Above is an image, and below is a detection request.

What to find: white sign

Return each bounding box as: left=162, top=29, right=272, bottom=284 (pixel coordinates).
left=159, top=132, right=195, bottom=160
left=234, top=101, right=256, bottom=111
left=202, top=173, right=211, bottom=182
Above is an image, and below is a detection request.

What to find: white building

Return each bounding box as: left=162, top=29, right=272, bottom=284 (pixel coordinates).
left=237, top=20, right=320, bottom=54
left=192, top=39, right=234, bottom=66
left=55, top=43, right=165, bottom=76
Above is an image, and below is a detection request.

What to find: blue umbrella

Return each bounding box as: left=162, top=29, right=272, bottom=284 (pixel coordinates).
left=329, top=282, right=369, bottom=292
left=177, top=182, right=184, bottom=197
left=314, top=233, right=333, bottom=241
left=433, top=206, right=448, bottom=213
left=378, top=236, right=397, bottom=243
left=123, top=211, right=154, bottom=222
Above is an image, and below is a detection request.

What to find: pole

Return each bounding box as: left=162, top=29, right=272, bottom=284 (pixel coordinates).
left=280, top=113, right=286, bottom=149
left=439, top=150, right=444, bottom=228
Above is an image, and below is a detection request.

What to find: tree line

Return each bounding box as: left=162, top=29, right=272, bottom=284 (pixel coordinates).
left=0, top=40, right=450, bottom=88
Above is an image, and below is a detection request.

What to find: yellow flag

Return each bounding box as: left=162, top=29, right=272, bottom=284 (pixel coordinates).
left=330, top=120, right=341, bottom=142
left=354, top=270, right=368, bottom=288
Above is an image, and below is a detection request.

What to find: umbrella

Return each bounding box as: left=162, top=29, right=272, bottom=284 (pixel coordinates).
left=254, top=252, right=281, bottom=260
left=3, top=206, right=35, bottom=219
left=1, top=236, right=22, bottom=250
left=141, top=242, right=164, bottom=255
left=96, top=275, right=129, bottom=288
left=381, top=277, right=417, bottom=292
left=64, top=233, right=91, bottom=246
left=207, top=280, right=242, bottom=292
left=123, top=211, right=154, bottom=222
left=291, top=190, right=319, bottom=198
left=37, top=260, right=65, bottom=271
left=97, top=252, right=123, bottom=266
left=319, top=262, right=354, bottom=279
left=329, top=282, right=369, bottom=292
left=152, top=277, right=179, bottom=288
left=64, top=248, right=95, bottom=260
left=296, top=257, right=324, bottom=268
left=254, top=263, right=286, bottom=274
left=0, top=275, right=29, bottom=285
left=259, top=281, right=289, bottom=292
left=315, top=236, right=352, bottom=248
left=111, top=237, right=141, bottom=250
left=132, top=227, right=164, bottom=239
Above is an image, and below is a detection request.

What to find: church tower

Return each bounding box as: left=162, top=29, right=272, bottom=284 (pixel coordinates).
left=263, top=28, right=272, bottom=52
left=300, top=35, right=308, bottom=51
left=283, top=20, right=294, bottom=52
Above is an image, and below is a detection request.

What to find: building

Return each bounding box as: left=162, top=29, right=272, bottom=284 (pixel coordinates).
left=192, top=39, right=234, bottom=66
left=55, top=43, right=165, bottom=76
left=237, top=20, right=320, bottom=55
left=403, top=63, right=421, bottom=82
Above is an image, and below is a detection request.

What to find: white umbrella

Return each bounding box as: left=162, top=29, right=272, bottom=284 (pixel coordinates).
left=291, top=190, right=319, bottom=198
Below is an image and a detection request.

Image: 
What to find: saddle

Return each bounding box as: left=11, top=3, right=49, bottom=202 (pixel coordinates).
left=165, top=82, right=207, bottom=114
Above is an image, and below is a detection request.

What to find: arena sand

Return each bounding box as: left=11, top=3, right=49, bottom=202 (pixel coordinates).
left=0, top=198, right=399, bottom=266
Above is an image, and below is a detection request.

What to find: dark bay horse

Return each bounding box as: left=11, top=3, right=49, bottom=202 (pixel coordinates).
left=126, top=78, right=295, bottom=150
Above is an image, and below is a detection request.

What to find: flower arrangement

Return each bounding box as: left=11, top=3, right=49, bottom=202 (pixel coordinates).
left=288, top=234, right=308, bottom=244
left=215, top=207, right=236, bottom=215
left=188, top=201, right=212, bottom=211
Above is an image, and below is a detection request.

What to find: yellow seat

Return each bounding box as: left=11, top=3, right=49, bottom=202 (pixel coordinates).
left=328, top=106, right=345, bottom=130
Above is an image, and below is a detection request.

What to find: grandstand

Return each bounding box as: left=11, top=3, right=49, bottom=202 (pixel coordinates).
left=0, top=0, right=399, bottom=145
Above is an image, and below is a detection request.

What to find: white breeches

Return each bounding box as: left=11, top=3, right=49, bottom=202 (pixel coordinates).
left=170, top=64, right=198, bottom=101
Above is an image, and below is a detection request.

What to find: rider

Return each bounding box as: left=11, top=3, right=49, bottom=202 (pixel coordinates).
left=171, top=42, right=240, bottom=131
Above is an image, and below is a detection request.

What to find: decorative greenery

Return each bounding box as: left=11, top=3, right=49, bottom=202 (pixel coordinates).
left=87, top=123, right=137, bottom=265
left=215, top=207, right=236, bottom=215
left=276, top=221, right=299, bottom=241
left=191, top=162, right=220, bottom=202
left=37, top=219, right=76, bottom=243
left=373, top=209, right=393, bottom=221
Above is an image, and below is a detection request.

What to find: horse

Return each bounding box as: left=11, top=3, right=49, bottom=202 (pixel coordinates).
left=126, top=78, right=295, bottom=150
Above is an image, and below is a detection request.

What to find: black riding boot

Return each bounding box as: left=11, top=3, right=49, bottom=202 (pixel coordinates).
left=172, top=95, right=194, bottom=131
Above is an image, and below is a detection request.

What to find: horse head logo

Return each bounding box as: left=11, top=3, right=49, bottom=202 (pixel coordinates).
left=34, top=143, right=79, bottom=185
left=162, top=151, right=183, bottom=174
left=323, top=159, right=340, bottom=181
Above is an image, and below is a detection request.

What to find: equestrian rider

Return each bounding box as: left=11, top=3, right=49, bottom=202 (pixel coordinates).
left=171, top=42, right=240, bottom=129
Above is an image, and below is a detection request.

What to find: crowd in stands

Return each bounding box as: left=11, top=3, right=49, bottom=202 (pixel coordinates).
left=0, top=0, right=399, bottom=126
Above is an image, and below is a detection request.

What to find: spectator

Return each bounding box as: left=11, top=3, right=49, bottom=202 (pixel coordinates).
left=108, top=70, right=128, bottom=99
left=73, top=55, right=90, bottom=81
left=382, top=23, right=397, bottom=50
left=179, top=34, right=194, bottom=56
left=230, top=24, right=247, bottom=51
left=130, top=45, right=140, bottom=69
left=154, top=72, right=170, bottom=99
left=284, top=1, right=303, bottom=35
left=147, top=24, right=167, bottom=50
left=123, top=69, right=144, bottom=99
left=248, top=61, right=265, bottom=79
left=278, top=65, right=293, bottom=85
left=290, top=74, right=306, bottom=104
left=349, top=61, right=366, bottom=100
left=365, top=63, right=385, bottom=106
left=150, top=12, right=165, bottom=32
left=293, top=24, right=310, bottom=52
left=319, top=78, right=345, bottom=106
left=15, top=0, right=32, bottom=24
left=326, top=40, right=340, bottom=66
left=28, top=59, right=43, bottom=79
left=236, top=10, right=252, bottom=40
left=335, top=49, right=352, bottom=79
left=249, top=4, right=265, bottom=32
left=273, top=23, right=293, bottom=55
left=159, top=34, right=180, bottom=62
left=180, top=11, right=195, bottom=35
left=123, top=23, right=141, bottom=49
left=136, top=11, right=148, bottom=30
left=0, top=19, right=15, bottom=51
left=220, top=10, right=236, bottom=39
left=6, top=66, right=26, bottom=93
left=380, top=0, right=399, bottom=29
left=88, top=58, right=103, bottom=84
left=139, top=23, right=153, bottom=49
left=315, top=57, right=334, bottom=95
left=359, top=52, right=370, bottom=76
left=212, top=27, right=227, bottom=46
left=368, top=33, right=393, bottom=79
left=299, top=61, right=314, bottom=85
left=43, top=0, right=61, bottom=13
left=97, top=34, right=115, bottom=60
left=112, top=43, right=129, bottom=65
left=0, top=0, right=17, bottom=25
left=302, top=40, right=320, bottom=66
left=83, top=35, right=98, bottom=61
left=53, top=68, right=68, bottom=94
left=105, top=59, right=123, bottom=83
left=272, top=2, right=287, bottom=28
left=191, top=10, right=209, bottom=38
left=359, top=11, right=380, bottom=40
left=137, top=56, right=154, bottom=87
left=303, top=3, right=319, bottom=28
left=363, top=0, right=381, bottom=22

STATED PROBLEM:
Locate each line in the material above that contains the word "horse" and copy those lines in full.

FINISHED TASK:
What to find: dark bay horse
What to find: horse
What to find: horse head logo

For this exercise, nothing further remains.